> Records for this task:
________________

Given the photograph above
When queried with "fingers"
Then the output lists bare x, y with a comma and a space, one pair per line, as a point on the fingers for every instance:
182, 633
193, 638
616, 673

________________

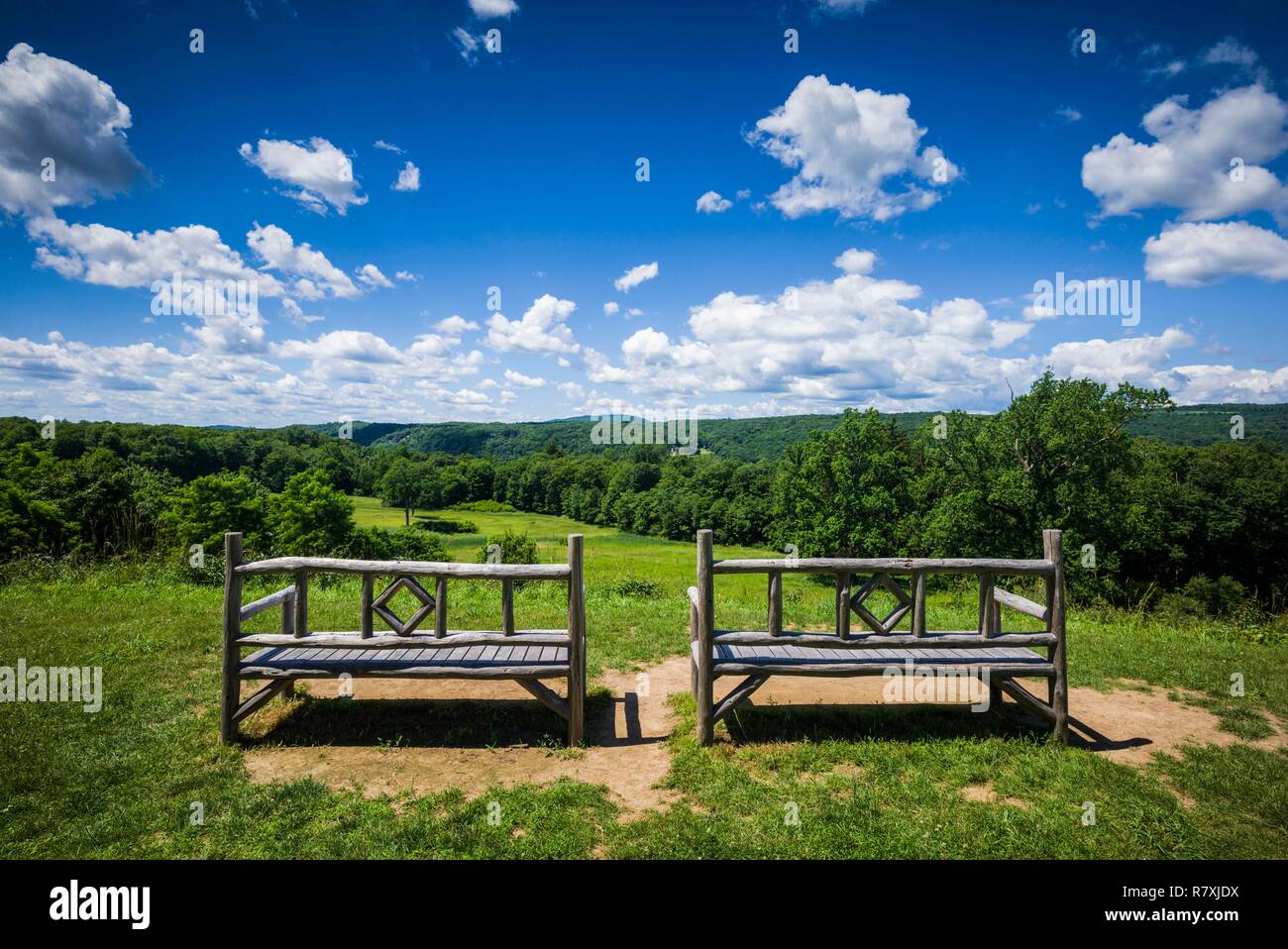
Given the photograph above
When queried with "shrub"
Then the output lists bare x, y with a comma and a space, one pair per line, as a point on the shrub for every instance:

________________

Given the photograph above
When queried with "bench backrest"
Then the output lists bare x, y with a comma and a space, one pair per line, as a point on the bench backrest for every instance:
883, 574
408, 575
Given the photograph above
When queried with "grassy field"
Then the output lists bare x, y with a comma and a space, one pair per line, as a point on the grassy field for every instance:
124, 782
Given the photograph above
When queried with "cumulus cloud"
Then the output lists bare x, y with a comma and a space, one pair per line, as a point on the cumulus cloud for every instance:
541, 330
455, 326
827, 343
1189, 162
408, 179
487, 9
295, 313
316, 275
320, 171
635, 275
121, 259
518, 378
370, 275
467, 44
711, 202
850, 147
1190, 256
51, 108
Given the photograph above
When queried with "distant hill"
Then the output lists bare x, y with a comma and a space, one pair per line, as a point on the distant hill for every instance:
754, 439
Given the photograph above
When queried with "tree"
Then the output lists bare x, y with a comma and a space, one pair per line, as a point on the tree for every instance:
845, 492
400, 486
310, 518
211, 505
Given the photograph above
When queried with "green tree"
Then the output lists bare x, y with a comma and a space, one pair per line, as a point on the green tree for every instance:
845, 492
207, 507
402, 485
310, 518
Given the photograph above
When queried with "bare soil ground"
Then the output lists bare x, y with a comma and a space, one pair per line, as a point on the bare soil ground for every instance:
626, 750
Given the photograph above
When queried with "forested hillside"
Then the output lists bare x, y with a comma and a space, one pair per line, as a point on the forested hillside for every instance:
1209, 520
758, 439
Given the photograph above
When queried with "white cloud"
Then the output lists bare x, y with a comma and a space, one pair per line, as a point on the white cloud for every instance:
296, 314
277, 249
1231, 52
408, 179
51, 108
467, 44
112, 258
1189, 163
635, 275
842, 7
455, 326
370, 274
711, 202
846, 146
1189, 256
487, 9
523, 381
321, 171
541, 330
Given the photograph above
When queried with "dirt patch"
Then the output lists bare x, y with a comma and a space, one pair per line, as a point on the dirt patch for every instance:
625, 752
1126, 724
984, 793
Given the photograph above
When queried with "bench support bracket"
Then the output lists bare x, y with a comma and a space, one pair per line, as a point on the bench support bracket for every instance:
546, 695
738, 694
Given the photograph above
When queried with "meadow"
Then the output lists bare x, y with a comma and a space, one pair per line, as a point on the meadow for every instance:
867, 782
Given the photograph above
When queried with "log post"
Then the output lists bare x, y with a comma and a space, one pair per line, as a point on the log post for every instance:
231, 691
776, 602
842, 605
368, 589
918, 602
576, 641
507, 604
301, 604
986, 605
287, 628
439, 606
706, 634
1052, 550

________________

> What the task asks:
Count the lines in the entries above that contain the word "hillside". Reply with the number alone.

> Task answer:
2